### Text provided
#####
Raw Buckwheat Crackers

With the nicer weather taking us out of the house more — springtime in Paris is no time to stay indoors! — I become a more frequent practitioner of picnic meals.

These are meals for which we just plop a bunch of items on the table for each of us to compose our own plate: imagine crunchy crudité sticks, a simple green salad, buttery avocados, perhaps a jar of chicken rillettes or a can of sardines, some roasted nuts, a quick dip or spread, and any leftover bits and pieces from previous meals.

I love the loose structure, the joy and spontaneity of it, and I never tire of this format.

With this we may have some fresh baguette from the corner bakery, but lately I’ve been making these absolutely irresistible raw buckwheat crackers, leveraging the power of my high-power blender (more on that below!).

The process is very simple: you soak some buckwheat groats and almonds over night, then blitz them in the blender with a few spices. I use cumin and cacao but the formula is very flexible.

You get a fairly smooth paste that you spread on two baking sheets, and dehydrate in the oven or a dehydrator until you get crisp, rough-around-the-edges, high-flavor, raw buckwheat crackers that are up for anything.

I’ve enjoyed them dipped into my simple tahini sauce, to scoop up some hummus, or spread with cashew “cheese”. And when bell peppers come round again I’m sure they’ll be magical with romesco sauce.
#####
### Raw data
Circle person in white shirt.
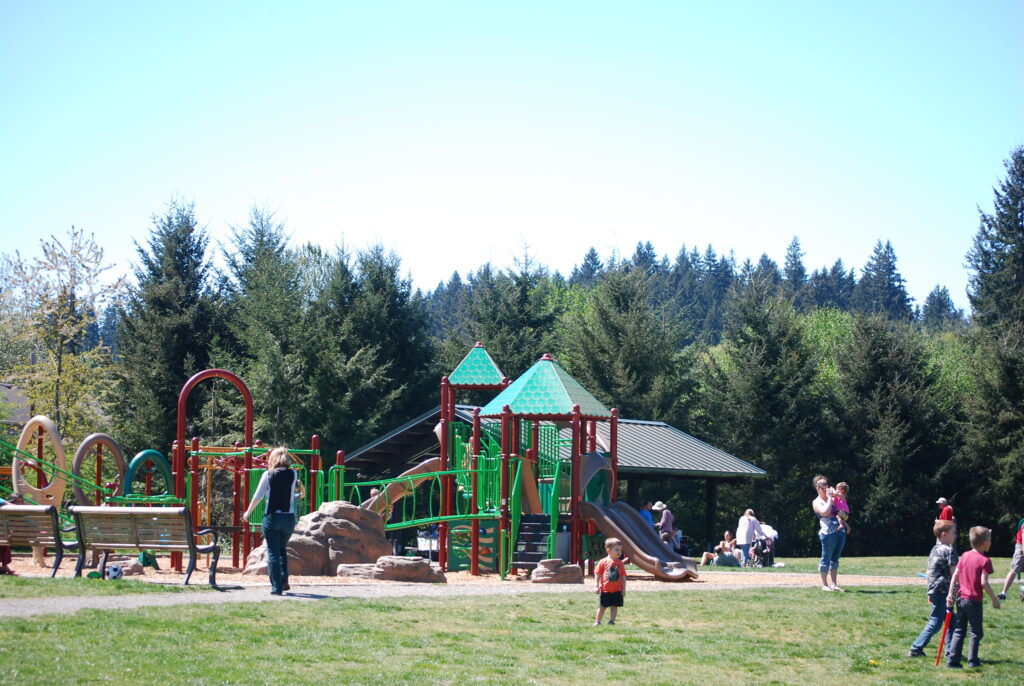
[736,509,765,567]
#####
### Job A
According to the buckwheat crackers text, which two spices does the writer use?
### Job B
For each statement, answer yes or no according to the buckwheat crackers text, and quote the words that decide it.
(i) The buckwheat groats and almonds are soaked overnight before blending.
(ii) The paste is spread on a single baking sheet.
(iii) The writer has already eaten the crackers with romesco sauce.
### Job C
Reproduce the passage of the buckwheat crackers text starting with "With this we" and going on through "up for anything.".

### Written answer A
Cumin and cacao.

### Written answer B
(i) Yes: "you soak some buckwheat groats and almonds over night"
(ii) No: "spread on two baking sheets"
(iii) No: "when bell peppers come round again I’m sure they’ll be magical with romesco sauce"

### Written answer C
With this we may have some fresh baguette from the corner bakery, but lately I’ve been making these absolutely irresistible raw buckwheat crackers, leveraging the power of my high-power blender (more on that below!).

The process is very simple: you soak some buckwheat groats and almonds over night, then blitz them in the blender with a few spices. I use cumin and cacao but the formula is very flexible.

You get a fairly smooth paste that you spread on two baking sheets, and dehydrate in the oven or a dehydrator until you get crisp, rough-around-the-edges, high-flavor, raw buckwheat crackers that are up for anything.